Extracted data entries:
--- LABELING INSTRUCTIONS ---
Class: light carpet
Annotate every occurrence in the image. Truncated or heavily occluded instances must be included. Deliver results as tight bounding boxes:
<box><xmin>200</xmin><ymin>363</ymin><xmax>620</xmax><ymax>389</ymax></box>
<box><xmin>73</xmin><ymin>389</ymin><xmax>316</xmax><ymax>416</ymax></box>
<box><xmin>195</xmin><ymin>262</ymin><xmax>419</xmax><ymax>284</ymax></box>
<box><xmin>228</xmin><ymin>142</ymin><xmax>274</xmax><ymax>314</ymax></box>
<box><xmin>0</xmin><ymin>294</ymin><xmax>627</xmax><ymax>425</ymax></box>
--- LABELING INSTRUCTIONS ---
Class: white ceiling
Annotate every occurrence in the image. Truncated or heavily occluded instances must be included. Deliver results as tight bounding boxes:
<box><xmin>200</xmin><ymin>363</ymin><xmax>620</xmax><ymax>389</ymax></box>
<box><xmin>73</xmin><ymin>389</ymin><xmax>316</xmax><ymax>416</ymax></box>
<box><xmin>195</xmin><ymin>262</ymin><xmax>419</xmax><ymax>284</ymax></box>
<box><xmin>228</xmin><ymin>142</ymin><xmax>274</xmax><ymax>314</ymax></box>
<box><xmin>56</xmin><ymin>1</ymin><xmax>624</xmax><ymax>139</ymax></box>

--

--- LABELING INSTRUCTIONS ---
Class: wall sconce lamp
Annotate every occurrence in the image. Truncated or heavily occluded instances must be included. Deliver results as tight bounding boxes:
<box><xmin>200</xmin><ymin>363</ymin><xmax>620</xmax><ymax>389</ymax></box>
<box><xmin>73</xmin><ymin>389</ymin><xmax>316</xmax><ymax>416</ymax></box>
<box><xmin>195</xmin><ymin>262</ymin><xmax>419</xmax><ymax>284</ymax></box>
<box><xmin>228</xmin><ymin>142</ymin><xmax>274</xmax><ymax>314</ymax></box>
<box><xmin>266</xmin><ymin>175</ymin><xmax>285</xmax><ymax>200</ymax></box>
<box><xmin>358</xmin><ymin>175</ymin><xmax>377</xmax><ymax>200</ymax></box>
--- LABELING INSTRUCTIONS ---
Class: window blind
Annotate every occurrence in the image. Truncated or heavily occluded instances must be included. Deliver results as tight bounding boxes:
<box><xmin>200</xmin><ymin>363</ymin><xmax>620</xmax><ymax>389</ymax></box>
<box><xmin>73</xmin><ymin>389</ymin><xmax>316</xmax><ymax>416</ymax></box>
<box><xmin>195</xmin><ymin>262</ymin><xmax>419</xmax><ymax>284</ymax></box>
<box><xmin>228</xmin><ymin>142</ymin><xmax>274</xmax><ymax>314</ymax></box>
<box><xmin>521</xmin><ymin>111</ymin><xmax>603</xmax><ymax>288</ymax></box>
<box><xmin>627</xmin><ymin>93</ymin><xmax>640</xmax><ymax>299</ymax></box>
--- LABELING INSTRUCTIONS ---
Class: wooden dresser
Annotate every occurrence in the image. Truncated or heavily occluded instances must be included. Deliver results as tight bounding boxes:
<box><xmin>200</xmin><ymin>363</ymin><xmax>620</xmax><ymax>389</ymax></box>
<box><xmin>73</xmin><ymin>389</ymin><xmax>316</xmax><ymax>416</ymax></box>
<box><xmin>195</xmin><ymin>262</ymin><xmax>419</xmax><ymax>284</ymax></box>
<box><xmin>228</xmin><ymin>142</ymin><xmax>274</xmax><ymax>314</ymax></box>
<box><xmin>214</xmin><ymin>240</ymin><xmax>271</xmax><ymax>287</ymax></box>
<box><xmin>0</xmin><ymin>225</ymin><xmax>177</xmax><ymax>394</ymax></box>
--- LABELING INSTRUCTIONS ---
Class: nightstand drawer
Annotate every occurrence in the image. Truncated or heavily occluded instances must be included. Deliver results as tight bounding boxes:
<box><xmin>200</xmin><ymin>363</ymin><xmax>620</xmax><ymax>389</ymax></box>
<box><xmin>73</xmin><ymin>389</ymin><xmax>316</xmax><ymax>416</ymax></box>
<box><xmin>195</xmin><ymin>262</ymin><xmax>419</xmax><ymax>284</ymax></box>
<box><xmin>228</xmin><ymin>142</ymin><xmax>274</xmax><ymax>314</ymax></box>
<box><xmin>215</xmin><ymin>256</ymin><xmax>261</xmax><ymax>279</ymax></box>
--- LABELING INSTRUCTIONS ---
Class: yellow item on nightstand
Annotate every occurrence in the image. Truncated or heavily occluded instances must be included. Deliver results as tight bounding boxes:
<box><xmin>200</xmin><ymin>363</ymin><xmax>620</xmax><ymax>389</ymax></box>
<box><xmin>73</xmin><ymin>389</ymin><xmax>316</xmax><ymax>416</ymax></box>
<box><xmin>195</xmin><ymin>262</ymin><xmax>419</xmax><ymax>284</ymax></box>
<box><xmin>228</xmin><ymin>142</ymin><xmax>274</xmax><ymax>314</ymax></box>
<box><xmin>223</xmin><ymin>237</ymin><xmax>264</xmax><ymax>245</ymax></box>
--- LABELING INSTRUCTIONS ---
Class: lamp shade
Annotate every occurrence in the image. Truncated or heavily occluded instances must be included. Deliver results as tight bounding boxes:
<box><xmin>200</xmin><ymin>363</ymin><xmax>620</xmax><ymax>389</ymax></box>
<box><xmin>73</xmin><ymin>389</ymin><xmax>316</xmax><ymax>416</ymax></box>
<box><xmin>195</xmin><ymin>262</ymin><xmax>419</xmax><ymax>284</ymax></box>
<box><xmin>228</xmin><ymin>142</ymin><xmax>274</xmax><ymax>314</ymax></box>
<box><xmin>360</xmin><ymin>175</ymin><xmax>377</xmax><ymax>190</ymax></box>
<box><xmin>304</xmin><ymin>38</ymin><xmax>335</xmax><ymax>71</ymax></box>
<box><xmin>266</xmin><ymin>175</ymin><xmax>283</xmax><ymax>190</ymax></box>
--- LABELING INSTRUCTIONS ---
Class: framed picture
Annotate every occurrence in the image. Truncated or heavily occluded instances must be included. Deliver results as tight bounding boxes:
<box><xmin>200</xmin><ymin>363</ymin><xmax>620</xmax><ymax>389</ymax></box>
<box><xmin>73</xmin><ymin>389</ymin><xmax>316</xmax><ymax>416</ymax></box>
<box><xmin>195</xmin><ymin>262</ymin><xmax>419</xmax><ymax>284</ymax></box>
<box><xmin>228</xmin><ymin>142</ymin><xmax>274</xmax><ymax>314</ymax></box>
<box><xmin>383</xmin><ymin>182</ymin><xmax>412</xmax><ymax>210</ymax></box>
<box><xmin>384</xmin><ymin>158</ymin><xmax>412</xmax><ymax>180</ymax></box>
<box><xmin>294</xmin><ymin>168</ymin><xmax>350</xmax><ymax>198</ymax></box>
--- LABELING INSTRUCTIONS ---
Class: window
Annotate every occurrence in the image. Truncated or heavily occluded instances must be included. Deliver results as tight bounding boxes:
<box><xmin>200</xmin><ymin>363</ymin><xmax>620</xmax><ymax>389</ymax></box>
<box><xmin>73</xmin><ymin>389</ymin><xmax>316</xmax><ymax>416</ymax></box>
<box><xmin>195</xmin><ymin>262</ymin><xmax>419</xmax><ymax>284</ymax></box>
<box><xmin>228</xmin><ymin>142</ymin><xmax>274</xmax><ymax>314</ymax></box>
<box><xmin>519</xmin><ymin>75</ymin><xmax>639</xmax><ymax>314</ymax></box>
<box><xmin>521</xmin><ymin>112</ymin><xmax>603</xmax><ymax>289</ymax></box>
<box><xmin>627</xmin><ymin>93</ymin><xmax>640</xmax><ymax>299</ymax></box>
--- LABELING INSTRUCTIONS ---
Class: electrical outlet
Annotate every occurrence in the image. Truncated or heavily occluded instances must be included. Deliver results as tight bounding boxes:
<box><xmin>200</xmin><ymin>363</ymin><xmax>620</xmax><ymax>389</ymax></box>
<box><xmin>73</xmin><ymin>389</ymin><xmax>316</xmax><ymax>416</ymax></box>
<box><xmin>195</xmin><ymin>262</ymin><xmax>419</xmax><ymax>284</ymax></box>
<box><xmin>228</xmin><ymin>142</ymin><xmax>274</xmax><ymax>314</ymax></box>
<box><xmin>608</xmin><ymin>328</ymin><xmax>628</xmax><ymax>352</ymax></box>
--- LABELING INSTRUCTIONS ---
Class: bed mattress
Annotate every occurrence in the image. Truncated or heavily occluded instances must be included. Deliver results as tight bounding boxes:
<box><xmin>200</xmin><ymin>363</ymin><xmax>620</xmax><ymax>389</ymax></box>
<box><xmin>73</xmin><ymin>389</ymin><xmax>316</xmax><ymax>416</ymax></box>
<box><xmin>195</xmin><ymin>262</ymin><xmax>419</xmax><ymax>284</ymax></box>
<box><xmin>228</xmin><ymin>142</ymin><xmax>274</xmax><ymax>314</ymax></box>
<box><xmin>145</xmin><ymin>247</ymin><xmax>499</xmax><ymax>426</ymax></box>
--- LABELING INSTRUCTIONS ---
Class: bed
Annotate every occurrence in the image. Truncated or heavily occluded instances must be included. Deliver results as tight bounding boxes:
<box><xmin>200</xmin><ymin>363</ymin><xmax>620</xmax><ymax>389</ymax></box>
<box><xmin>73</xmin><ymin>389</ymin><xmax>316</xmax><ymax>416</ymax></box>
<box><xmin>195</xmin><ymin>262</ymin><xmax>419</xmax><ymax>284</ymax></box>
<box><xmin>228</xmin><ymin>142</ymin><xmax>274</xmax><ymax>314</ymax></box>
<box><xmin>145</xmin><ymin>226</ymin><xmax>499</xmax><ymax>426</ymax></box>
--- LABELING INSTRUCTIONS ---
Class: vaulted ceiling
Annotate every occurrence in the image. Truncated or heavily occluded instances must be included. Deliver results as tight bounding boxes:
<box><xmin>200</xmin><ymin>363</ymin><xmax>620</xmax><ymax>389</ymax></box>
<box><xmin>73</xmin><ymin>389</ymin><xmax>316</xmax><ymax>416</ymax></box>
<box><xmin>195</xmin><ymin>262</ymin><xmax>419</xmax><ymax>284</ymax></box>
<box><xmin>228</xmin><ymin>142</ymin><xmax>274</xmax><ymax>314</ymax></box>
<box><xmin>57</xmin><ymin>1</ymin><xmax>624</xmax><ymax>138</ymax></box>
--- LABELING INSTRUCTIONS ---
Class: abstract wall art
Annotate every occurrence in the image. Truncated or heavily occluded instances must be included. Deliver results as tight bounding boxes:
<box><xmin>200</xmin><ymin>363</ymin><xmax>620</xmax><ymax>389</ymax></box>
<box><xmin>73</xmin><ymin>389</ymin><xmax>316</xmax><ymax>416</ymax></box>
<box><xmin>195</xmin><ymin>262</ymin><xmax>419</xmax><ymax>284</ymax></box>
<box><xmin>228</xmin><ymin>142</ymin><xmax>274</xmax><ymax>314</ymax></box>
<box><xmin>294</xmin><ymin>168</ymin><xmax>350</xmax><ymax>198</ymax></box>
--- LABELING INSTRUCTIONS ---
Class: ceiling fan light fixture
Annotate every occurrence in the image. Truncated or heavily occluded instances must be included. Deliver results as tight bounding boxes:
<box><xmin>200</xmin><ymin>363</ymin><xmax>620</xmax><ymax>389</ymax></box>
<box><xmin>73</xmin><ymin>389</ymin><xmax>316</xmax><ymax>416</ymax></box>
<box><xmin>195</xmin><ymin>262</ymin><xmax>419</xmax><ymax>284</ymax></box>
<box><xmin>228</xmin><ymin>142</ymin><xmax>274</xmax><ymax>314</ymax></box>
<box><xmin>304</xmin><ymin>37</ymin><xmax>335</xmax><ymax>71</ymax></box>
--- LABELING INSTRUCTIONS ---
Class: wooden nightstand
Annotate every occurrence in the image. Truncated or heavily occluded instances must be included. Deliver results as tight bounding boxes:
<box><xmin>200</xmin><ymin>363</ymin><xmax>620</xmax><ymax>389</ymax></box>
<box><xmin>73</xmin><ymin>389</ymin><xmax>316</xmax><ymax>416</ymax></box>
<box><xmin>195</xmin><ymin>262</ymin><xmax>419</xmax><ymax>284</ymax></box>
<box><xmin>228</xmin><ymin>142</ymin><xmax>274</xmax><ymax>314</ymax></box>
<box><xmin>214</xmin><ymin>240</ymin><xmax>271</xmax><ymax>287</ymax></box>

---

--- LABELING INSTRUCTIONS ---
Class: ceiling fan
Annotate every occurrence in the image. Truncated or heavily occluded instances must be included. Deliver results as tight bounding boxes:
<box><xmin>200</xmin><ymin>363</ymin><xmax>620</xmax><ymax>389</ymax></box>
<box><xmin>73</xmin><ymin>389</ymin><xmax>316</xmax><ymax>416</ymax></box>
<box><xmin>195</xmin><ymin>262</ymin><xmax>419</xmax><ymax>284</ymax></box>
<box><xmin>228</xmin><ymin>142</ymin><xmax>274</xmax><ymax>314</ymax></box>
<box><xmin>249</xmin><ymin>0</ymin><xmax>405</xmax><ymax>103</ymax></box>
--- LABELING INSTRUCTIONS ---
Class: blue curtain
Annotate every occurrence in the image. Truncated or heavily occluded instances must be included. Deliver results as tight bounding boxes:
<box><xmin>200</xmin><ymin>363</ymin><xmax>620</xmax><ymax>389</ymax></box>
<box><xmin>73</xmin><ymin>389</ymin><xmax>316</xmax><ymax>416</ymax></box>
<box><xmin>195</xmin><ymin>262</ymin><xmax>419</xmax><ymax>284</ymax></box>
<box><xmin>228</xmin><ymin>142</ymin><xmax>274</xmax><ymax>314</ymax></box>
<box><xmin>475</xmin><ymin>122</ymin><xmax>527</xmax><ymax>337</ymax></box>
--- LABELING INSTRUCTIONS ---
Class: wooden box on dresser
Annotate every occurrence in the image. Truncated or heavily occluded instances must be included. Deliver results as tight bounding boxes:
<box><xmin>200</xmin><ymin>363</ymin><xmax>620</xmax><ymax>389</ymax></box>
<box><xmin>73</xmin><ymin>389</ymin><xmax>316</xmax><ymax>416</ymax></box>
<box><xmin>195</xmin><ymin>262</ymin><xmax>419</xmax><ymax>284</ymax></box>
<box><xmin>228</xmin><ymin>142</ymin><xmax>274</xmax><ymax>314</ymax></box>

• _TASK STATEMENT_:
Where a line of the data holds the word "nightstand", copy that line.

• _OUTPUT BELOW_:
Class: nightstand drawer
Class: yellow item on nightstand
Class: wooden nightstand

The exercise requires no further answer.